Dataset rows:
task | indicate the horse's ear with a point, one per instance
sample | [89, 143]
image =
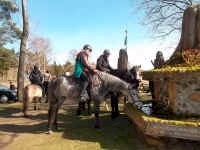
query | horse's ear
[132, 86]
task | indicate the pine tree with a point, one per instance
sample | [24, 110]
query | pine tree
[9, 32]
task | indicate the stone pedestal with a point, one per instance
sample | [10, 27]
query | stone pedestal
[156, 127]
[178, 91]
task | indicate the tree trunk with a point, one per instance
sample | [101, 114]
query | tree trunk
[123, 60]
[190, 35]
[24, 37]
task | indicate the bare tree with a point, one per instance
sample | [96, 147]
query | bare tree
[164, 16]
[24, 37]
[38, 50]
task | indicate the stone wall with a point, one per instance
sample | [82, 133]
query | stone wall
[181, 93]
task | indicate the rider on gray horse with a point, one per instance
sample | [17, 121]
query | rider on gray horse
[36, 76]
[83, 68]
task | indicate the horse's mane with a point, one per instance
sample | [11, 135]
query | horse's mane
[106, 77]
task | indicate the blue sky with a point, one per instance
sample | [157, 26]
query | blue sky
[101, 23]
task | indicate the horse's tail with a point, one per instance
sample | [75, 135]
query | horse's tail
[25, 101]
[50, 93]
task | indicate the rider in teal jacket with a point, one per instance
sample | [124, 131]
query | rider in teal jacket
[83, 68]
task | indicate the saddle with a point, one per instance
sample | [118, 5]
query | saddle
[94, 80]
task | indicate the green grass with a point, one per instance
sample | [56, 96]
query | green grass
[75, 133]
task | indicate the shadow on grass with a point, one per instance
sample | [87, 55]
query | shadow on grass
[118, 134]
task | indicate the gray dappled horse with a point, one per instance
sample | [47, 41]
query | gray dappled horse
[63, 88]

Short problem: All of the records above must be copied exactly, except for the pictures.

Result below:
task | indicate the horse's ear with a point, one per instance
sample | [89, 143]
image =
query | horse's ear
[132, 86]
task | indicate the pine tree with a point, one per instance
sample | [24, 110]
query | pine tree
[9, 32]
task | indicate the stone pedestal with a point, one per instance
sample | [10, 27]
query | stone pedestal
[156, 127]
[178, 91]
task | indicate the tree trunk with a point, one per instance
sample | [101, 114]
query | tree trunk
[123, 60]
[190, 35]
[24, 37]
task | indicate the bare tree with a point, one per instance
sample | [96, 147]
query | bare tree
[164, 16]
[24, 37]
[38, 50]
task | indicate the stone wall with a point, one per instance
sample | [82, 133]
query | stone wall
[181, 93]
task | indicate the rider on gray horse with a point, one per instance
sample | [17, 121]
query | rider on gray horse
[36, 76]
[83, 68]
task | indicate the horse's mane with a point, one per instance
sample | [11, 135]
query | horse's mane
[106, 77]
task | indicate the blue sky with a point, one per instance
sample | [157, 26]
query | blue sky
[101, 23]
task | indicate the horse's tail with a point, one per instance
sample | [75, 135]
query | horse's tail
[25, 101]
[50, 93]
task | indicate the rider in teal jacket with a point, one per instance
sample | [124, 131]
query | rider in teal jacket
[83, 68]
task | indicate the saddle with a point, one per instance
sample | [118, 5]
query | saddle
[94, 80]
task | indicate the green grass with a point, one per instance
sample | [56, 96]
query | green grass
[75, 133]
task | indicate the shadow on grass with a point, one per instance
sample | [87, 55]
query | shadow on grass
[118, 134]
task | indicate the gray dappled horse with a point, one per instance
sample | [47, 41]
query | gray dappled horse
[63, 88]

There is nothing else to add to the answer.